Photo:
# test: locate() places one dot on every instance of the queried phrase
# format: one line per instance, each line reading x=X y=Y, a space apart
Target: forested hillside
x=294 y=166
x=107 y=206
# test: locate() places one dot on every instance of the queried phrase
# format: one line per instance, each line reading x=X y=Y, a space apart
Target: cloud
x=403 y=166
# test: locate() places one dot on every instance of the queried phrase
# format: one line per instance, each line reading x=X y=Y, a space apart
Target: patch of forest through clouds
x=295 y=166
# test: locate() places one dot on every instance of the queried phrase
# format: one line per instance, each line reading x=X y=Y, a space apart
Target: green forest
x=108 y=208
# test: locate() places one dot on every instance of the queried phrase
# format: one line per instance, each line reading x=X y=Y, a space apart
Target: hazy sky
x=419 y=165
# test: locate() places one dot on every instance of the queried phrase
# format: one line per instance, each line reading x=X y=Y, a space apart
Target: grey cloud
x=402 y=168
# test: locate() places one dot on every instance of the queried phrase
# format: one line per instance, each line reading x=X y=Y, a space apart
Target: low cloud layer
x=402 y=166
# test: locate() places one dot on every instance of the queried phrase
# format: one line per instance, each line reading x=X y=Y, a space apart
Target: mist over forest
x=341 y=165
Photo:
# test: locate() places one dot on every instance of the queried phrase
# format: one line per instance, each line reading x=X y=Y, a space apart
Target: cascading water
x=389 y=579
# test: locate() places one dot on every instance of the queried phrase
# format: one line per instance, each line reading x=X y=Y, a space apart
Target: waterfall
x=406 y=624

______

Write out, word for word, all lines from the line that holds "Target: grey cloud" through the last line of the listing, with both end lines kept.

Target: grey cloud
x=402 y=168
# test: locate() places one dot on every instance of the queried phrase
# format: one line per instance, each line reading x=X y=Y, a space apart
Target: low cloud layer
x=402 y=166
# test: locate() places one dot on every instance of the queried phrase
# format: one line per instance, each line reading x=X y=Y, a space apart
Target: mist over forest
x=341 y=165
Photo:
# test: locate() places one dot on every instance of the queried phrase
# format: one line per instance, each line reading x=X y=Y, a space apart
Target: cascading water
x=389 y=579
# test: locate() places one dot on every instance of the queried phrase
# format: one line per instance, each line reading x=X y=Y, a space apart
Target: waterfall
x=406 y=624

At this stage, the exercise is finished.